WHAT THE TASK ASKS: Search the records for the string "church" and return each line that has it.

STORED DATA:
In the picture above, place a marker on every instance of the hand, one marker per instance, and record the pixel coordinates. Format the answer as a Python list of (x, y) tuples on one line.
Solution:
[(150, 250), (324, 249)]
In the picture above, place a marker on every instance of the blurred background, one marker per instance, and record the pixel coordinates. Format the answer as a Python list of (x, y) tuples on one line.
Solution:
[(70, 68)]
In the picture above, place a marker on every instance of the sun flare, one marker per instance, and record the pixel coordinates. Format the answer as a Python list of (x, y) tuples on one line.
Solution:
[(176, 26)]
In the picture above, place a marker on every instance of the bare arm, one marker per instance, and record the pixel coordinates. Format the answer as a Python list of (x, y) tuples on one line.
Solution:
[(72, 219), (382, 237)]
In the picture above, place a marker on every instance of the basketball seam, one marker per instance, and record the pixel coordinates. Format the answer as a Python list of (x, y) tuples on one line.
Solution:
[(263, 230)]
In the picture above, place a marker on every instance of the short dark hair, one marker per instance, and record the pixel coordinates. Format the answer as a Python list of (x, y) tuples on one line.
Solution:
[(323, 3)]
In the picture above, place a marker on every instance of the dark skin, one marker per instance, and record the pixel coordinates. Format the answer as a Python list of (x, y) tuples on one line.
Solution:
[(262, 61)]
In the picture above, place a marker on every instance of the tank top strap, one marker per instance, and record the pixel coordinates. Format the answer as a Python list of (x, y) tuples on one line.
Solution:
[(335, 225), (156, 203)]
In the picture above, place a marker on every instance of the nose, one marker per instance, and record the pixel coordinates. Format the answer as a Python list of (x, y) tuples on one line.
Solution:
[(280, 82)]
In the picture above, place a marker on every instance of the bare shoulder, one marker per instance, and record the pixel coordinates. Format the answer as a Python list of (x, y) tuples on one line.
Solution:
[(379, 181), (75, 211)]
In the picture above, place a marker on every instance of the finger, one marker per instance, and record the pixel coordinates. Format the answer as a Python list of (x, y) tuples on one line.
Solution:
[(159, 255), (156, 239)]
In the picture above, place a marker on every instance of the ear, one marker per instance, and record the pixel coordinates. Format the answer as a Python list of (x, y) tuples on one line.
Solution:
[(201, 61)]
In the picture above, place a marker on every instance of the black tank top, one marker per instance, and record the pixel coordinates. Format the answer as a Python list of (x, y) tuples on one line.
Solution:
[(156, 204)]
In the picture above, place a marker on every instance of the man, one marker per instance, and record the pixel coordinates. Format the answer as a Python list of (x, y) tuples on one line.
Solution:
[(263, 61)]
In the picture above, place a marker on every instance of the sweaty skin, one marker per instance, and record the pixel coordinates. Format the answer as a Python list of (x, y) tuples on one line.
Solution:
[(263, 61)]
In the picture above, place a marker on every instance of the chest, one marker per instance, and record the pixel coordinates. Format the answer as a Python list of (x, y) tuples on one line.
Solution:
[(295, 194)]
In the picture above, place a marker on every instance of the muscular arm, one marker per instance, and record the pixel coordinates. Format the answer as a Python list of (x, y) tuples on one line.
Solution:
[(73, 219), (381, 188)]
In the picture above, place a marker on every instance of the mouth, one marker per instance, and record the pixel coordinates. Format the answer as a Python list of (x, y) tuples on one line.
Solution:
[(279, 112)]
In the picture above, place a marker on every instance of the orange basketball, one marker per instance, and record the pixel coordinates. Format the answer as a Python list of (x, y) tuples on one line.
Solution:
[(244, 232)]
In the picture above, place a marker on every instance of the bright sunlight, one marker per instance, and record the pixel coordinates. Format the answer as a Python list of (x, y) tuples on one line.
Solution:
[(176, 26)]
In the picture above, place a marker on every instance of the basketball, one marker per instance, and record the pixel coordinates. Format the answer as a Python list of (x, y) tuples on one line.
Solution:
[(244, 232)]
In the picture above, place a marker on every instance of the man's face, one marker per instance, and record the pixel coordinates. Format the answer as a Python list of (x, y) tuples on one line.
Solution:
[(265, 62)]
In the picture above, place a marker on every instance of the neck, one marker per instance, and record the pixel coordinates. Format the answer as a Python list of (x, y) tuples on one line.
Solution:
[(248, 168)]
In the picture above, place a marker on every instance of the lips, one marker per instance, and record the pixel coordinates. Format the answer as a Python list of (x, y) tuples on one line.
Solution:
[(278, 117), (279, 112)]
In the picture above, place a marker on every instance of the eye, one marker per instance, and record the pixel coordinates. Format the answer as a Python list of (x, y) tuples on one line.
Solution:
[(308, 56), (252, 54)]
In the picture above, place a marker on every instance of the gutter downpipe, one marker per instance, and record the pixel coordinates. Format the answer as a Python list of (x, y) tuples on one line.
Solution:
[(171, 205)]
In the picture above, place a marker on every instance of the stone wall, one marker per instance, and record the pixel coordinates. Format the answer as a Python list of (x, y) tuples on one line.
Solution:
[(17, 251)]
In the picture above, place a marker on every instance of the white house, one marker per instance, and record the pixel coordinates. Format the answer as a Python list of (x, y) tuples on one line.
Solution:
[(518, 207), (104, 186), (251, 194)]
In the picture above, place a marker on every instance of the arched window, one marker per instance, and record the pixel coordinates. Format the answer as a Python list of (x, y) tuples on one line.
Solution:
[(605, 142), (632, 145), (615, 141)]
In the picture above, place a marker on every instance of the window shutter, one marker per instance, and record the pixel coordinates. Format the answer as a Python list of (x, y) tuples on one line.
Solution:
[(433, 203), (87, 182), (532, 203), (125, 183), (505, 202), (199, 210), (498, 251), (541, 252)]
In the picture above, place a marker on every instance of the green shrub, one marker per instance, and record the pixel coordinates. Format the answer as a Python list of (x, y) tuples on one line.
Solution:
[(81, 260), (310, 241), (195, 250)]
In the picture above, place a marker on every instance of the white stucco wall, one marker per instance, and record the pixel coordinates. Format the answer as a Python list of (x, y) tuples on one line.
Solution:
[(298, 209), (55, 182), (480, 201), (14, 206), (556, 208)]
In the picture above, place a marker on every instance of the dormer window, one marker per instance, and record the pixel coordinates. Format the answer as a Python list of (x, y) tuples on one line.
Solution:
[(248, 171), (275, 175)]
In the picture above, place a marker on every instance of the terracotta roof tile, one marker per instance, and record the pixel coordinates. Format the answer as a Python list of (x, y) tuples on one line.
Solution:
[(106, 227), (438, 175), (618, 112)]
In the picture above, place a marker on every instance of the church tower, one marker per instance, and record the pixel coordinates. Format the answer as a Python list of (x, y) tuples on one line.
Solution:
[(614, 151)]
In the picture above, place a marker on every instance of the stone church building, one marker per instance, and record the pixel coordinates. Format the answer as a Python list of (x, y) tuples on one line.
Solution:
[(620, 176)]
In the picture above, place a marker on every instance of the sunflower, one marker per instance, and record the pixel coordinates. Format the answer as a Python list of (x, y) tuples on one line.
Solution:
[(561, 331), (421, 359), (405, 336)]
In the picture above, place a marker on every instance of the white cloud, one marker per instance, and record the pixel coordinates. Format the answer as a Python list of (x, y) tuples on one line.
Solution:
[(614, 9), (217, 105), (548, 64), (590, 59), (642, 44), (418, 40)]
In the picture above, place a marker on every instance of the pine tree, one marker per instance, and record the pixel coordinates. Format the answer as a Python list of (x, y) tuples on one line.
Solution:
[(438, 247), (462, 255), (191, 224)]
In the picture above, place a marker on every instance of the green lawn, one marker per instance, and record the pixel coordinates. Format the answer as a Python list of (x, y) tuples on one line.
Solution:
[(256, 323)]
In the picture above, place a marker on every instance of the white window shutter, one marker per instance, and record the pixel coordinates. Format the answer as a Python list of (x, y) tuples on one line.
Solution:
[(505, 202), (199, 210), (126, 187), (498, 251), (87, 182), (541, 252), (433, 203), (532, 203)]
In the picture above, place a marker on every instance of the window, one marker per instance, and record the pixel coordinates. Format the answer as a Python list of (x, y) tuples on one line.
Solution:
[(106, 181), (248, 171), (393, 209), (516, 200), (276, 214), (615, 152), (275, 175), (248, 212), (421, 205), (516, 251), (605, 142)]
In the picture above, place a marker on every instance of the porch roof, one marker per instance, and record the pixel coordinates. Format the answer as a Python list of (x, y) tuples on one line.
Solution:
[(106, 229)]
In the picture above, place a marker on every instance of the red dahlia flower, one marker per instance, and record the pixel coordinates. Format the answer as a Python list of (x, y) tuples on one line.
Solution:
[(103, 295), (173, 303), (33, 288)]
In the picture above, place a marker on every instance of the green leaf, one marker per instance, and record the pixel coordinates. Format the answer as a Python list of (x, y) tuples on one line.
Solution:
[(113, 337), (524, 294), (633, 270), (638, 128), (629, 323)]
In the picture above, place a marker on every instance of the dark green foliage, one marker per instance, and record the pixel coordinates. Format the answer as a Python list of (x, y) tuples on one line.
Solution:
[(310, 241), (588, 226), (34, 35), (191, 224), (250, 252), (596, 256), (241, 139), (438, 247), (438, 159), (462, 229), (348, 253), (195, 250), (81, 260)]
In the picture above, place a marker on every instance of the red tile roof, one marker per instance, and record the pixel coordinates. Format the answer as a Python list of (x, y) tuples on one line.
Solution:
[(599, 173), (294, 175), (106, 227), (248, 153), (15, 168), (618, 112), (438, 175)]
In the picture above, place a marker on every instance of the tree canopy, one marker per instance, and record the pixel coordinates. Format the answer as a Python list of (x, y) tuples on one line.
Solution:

WORKED SOLUTION:
In the picture above, place a marker on every instance of the church tower, one marker per instance, and record the pixel coordinates. Format the answer as a Python list of (x, y) tuples on one line.
In the picture above, place a marker on every instance of the stone church building, one marker per instance, and record the pixel coordinates. Format the answer as a Python list of (x, y) tuples on one line.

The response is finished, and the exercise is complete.